What needs to be done:
What is needed is an exact copy of the entries below, from the line that contains "Target = baby's arm" through the final line, both included, and nothing else.

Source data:
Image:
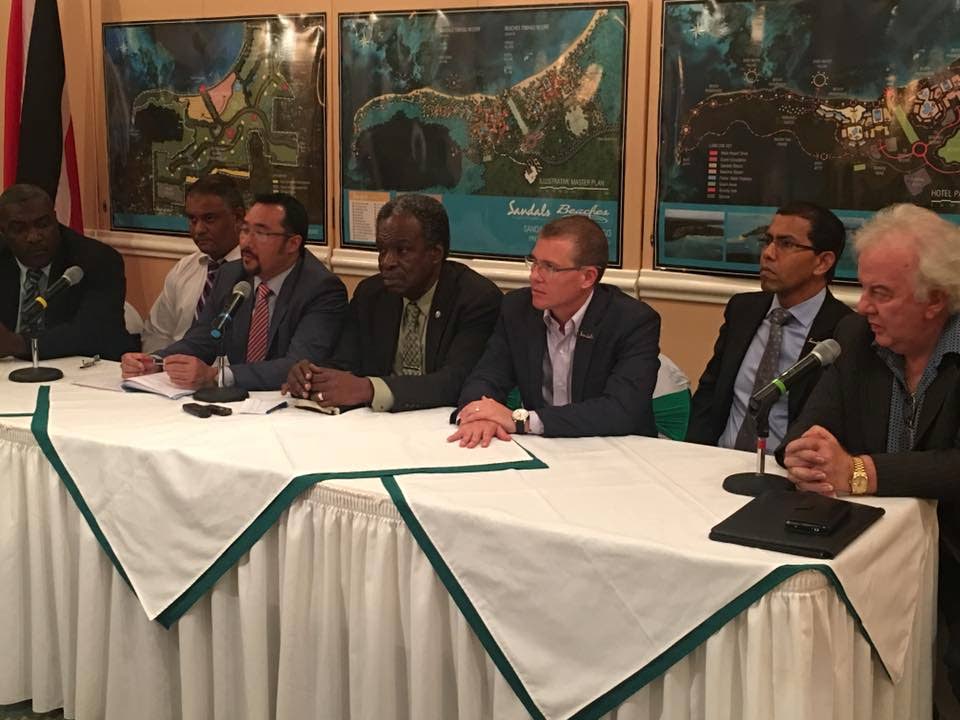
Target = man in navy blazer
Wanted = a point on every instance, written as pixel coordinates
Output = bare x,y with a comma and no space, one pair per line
306,304
85,319
800,252
584,355
456,310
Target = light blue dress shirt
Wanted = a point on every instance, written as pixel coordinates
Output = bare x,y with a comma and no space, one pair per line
794,335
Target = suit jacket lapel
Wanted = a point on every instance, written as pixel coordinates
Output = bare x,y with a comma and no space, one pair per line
935,396
438,317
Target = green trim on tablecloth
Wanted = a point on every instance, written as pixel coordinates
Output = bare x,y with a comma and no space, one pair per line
647,674
38,426
263,522
458,596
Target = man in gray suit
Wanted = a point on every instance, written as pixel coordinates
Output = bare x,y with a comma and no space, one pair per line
295,310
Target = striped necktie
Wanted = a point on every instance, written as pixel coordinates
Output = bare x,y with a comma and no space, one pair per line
259,325
213,267
32,287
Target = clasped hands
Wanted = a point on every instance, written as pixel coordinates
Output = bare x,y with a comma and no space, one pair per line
482,420
185,371
328,387
816,462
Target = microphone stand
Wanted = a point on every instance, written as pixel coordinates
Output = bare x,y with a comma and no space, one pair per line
221,393
759,482
35,373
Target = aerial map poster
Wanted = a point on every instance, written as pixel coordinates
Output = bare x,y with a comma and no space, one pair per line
853,105
511,117
238,96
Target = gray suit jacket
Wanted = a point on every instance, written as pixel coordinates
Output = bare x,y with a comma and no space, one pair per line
305,324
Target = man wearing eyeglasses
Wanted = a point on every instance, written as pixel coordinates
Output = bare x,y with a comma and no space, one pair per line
295,310
584,355
214,210
764,333
415,330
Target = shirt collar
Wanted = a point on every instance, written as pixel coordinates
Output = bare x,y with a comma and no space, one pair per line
577,318
803,313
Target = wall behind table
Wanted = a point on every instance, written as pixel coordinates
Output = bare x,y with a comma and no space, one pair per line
691,306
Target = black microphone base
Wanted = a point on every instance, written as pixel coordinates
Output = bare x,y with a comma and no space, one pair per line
219,394
33,374
755,483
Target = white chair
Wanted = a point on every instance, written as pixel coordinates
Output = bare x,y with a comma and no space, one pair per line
671,400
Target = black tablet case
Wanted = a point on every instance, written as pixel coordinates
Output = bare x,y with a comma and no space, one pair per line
760,523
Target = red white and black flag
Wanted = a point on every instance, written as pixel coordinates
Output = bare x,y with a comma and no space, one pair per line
38,140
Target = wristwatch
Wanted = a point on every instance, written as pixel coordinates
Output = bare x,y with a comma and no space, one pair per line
520,416
858,481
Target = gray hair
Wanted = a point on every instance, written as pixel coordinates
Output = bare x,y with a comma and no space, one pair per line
936,240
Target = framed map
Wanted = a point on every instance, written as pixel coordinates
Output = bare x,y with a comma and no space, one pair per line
239,96
848,104
510,116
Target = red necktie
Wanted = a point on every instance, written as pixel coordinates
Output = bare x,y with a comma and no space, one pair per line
259,325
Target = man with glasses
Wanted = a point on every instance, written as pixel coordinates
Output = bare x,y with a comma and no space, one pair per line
584,355
415,330
885,418
295,309
764,333
85,319
214,210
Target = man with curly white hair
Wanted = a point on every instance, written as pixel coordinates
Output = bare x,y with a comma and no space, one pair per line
885,418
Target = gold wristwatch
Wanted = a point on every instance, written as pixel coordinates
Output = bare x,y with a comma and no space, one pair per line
858,481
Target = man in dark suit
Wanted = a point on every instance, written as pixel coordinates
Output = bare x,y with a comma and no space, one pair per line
295,310
584,355
389,361
885,418
765,333
85,319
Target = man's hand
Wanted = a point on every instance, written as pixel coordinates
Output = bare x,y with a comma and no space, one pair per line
11,343
488,409
133,364
478,432
816,462
299,379
338,388
187,371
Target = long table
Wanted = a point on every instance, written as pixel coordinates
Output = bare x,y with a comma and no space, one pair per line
460,592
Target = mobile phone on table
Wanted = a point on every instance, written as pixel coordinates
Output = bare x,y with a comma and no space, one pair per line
817,515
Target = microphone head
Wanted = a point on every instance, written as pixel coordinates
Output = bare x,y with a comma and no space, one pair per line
73,274
827,351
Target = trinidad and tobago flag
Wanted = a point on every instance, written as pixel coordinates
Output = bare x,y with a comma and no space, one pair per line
38,140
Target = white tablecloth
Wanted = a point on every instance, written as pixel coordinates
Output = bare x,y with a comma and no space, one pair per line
336,612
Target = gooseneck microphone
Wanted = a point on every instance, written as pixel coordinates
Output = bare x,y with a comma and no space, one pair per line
823,354
241,291
71,276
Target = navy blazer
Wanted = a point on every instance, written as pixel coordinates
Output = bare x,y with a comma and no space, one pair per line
710,407
615,365
86,319
462,315
306,323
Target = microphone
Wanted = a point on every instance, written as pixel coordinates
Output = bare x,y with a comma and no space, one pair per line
824,353
71,276
241,291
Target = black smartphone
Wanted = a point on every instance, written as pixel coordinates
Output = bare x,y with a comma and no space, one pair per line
198,409
817,515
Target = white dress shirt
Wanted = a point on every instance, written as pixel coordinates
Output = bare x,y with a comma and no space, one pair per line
173,312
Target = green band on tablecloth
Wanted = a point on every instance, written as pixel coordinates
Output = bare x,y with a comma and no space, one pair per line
255,530
38,426
458,595
647,674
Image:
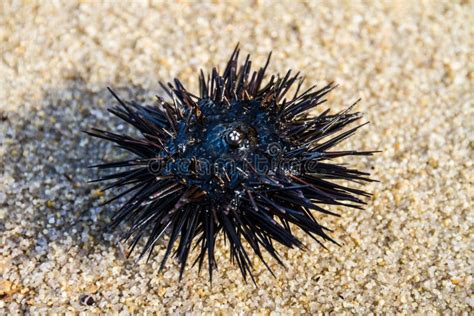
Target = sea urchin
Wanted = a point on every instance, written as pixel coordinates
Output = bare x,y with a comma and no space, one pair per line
243,160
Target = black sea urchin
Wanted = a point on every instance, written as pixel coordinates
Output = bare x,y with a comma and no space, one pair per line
243,160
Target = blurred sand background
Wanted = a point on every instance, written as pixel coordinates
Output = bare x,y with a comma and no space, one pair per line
411,62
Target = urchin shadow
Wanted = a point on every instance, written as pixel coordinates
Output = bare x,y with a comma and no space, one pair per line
47,155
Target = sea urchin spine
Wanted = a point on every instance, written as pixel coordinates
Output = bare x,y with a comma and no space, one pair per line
243,159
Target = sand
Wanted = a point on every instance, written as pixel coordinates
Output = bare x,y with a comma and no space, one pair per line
411,62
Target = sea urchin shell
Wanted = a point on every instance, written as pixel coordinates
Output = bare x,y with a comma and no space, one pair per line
244,160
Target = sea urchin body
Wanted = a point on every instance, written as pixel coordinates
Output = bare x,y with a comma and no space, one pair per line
244,160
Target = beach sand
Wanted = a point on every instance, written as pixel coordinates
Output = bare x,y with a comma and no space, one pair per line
410,251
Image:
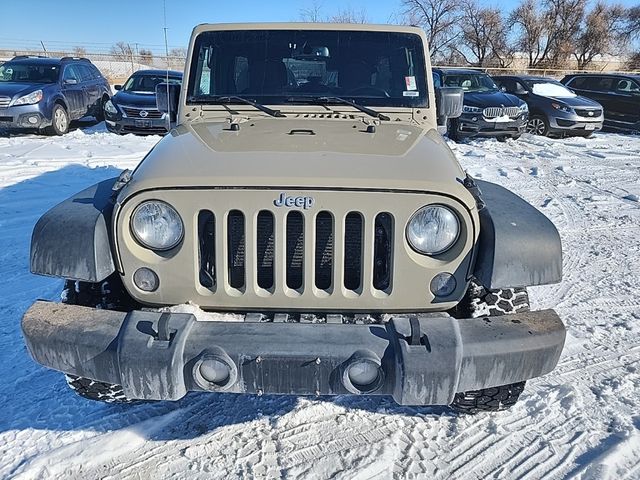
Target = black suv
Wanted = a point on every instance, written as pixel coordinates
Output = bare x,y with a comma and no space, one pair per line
46,94
619,94
487,111
133,109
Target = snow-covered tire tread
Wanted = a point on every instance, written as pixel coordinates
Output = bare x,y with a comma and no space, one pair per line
95,390
492,399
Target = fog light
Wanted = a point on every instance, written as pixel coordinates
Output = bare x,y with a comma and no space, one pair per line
363,373
146,279
443,284
215,371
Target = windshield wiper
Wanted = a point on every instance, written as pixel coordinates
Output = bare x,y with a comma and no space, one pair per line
233,99
355,105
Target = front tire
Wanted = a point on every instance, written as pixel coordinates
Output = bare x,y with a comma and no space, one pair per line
482,302
60,121
109,294
452,130
99,391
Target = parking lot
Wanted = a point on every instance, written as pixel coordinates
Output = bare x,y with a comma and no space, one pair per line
581,420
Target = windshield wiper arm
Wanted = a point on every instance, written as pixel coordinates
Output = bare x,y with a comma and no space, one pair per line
355,105
232,99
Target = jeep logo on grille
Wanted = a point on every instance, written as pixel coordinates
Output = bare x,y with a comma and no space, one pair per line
300,202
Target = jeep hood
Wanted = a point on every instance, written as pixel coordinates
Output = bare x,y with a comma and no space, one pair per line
303,153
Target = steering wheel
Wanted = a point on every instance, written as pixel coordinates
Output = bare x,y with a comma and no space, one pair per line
377,92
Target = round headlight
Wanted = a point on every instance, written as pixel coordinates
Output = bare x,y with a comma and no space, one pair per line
156,225
433,229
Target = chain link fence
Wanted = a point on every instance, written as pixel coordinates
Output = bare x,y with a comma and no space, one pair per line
118,67
115,67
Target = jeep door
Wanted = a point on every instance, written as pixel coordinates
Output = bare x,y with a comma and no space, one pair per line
73,91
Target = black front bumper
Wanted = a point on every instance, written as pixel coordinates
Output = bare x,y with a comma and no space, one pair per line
423,359
475,125
140,126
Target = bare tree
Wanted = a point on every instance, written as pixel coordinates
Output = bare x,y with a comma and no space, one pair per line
601,33
564,19
312,13
439,18
632,23
483,31
79,52
122,51
344,15
532,28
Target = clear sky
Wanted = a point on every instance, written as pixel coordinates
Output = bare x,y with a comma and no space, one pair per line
96,25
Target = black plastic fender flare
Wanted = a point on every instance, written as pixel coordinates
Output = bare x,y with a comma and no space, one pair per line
72,240
518,245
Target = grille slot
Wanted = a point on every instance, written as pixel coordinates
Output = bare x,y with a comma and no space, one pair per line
236,248
324,250
382,251
295,250
491,112
353,225
207,248
135,112
265,249
585,112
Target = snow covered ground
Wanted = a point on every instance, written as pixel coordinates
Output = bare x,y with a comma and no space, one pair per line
581,421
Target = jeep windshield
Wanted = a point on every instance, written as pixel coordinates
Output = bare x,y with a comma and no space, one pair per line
289,66
22,72
470,82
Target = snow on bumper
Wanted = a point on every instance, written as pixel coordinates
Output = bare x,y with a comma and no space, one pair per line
421,359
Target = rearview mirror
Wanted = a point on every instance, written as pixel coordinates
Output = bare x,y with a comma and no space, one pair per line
449,101
167,97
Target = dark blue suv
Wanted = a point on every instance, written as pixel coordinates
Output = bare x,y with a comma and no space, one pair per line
48,93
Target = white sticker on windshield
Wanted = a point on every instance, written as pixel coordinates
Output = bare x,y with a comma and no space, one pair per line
411,83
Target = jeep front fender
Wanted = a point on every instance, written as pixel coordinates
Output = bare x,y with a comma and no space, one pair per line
518,246
72,239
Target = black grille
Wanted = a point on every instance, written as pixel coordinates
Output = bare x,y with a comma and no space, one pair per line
236,245
207,248
265,245
135,112
295,250
382,248
585,113
324,250
353,251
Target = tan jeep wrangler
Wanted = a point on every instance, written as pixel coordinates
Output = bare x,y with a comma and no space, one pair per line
306,188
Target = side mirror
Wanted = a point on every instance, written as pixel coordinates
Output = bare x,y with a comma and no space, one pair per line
449,101
167,98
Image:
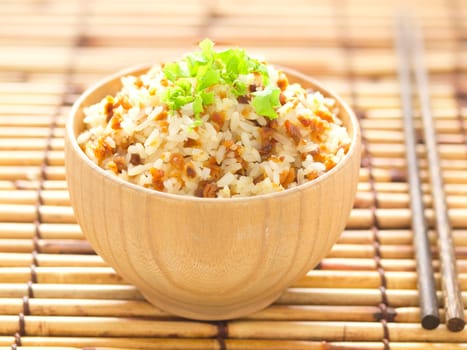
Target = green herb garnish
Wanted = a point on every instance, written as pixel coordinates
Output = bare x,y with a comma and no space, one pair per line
197,72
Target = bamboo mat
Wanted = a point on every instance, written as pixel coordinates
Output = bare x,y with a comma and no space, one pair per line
55,292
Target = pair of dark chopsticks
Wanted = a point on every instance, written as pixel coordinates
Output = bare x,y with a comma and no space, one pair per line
409,45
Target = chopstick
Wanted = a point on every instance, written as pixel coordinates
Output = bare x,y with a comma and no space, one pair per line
429,313
410,44
453,304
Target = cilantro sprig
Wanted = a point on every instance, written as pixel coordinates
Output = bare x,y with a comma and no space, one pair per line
196,73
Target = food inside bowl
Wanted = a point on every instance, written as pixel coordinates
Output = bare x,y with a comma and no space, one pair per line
214,124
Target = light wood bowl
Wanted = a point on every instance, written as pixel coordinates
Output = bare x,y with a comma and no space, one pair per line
204,258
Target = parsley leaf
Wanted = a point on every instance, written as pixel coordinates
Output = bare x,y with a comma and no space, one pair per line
266,100
199,71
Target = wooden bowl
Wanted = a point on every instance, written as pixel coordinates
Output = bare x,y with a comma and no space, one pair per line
207,258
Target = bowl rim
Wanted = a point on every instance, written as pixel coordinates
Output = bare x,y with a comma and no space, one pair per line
141,69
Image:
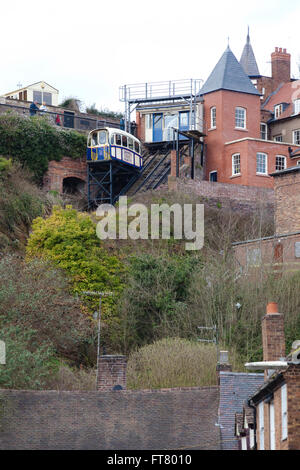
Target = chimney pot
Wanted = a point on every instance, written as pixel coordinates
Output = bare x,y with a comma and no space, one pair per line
272,307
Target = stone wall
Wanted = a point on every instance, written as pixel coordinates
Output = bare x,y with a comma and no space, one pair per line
148,419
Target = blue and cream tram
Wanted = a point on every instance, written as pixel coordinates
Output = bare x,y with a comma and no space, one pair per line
114,144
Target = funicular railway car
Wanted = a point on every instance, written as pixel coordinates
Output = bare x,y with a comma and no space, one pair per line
114,144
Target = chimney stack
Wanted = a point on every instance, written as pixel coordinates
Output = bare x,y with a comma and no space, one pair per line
281,66
273,334
223,364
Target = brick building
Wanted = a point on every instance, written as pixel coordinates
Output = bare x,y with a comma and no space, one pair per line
274,413
236,121
280,252
250,122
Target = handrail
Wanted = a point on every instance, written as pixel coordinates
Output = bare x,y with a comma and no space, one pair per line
151,173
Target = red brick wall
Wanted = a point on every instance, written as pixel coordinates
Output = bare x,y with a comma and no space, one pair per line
66,168
281,66
111,372
248,149
288,263
142,419
225,103
287,208
273,337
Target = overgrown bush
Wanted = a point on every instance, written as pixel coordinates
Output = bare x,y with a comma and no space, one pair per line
172,362
28,365
34,297
34,142
68,239
20,202
156,294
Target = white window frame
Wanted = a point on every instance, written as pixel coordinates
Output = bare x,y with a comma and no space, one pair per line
210,173
272,425
148,121
284,425
295,139
239,119
236,165
264,125
213,117
297,106
266,163
284,165
278,110
261,426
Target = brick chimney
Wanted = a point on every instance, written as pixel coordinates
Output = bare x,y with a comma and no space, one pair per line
112,373
281,66
223,364
273,334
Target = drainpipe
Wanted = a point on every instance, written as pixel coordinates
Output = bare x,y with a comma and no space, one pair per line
250,404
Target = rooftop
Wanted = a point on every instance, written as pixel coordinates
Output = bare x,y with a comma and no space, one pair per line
228,74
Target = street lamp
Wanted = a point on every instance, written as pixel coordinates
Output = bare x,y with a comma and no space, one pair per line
96,315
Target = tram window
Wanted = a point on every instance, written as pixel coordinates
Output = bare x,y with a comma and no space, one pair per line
94,138
130,143
102,137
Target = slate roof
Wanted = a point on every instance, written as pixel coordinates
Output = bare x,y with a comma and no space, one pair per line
228,74
235,389
248,61
183,418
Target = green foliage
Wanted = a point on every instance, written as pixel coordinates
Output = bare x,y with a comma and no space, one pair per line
20,201
34,298
68,239
157,290
5,165
34,142
27,364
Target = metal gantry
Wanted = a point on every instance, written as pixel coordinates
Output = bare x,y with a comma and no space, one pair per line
172,90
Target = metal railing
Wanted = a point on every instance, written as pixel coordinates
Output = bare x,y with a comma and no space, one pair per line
160,90
67,119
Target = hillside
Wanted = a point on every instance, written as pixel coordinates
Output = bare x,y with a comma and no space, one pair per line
162,293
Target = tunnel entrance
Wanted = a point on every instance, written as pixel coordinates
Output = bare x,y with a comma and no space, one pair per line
73,185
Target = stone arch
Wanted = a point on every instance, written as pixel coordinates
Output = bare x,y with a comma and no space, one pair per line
72,184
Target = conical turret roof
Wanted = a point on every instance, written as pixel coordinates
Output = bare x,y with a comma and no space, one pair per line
248,61
228,74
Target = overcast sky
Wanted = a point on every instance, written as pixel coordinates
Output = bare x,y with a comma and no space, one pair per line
88,49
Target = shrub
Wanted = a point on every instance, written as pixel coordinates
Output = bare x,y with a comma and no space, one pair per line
172,362
152,303
34,142
28,366
68,239
34,297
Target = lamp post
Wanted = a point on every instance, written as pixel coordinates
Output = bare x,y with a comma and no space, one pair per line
97,315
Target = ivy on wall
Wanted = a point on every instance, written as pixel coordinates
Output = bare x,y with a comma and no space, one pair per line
34,142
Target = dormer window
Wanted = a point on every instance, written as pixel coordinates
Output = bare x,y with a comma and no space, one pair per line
213,117
278,110
240,118
297,106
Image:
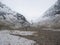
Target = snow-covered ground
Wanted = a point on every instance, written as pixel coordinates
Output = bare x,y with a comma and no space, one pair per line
7,39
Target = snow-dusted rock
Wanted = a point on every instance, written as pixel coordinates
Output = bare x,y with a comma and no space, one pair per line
11,19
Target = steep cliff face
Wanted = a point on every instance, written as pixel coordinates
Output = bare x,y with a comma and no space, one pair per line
51,17
11,19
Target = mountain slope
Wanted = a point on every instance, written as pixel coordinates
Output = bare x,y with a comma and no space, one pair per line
11,19
51,18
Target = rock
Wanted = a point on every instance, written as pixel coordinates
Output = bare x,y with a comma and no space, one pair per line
10,19
51,18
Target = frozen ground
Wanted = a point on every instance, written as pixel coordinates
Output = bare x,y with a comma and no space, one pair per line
7,39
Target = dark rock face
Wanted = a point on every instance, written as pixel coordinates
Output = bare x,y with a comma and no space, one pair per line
52,16
11,19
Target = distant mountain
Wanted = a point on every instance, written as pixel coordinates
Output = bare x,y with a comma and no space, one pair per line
51,18
11,19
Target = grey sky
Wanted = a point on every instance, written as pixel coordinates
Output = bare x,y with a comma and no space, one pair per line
31,9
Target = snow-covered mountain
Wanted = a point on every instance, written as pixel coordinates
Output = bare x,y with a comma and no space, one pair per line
51,18
11,19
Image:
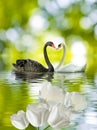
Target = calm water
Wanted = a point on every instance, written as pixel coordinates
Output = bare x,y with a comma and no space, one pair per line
16,92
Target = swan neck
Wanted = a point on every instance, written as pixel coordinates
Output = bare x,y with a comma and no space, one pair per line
63,57
50,67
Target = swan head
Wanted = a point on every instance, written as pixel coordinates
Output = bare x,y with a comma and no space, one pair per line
50,43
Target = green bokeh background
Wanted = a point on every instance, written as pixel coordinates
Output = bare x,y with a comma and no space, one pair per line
21,37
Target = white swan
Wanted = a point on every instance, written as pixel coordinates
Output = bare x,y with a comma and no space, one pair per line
69,68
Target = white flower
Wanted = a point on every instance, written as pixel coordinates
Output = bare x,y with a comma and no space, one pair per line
37,114
76,101
19,120
51,93
59,116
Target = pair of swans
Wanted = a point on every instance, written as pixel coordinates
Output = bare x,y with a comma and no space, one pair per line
28,65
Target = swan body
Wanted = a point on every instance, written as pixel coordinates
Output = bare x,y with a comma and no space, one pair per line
69,68
28,65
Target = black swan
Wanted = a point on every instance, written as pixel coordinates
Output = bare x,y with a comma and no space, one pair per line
69,68
28,65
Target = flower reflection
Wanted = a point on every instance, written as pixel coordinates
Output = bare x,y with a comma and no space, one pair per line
55,108
52,94
76,101
59,116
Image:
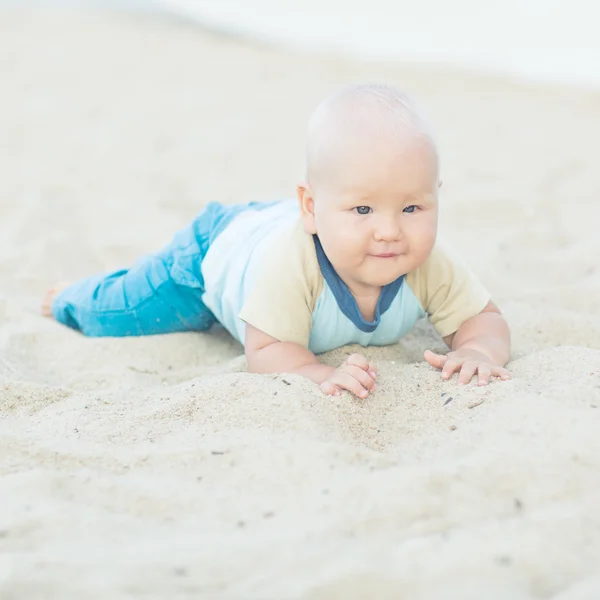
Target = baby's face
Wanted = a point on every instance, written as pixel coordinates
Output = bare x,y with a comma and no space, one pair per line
376,217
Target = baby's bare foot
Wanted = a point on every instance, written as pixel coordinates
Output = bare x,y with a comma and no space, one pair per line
50,295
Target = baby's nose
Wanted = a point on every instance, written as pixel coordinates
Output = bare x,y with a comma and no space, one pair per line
388,231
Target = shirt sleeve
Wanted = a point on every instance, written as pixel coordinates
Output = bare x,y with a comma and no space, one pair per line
447,289
287,283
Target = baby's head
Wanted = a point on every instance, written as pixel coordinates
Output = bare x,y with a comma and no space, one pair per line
371,185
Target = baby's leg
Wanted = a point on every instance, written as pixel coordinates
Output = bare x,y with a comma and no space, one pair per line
143,300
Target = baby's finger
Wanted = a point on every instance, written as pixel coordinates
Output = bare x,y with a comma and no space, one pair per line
358,360
501,372
372,370
450,366
483,375
361,376
346,381
466,373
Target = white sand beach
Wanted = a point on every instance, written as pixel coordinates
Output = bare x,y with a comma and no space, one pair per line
157,467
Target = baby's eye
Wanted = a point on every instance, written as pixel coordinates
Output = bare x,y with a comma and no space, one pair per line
363,210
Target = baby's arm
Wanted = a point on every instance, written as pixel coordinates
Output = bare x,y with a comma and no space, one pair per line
481,346
265,354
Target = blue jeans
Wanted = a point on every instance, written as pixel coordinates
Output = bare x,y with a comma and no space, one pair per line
159,294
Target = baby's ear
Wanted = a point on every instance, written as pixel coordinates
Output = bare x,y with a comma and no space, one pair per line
307,207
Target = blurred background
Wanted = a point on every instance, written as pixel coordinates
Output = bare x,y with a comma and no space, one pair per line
547,40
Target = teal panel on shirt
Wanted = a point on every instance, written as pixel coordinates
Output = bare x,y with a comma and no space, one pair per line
332,329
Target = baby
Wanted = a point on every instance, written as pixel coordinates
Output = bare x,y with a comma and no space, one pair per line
355,259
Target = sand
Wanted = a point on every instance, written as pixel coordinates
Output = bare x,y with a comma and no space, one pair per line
157,467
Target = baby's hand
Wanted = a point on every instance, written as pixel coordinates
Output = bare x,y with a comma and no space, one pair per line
466,362
356,374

Full answer:
Target = baby's arm
Wanted = a point on every instance, written as pixel coordinates
Output = bare x,y with a comma and no space, one pair per line
481,346
265,354
Target = blue jeans
Wanted = a point on every instance, written as pixel coordinates
Output = bare x,y with a comma and no space, one pair per line
159,294
Target = baby's ear
Wanted = a point on every instance, written as pixel coordinates
Output = bare x,y with a comma and no space, one pair per line
307,207
Target = blurred background
Wanted = a point on every instance, written as pixel coordinates
Output = bare x,y with a comma and no space, one pair per line
547,40
Target = teal panel on shirt
Wanted = a point on every instance, written as pixel coordinates
Output = bare x,y with a comma and no space, one pair per line
332,329
Target = baby
Wanted = a point on every instance, written as pixel coordinates
Output = bare x,y with a comma and no space, one pair per line
355,259
Target = sand
Wanted = a point on every instance, written as pixel coordinates
Output = bare x,y with a comma and no space, one pair per line
157,467
Target = baby's hand
Wanted = a point on every instance, written as pixel coordinates
Output = bare x,y with a comma and no space, one pair per line
466,362
356,374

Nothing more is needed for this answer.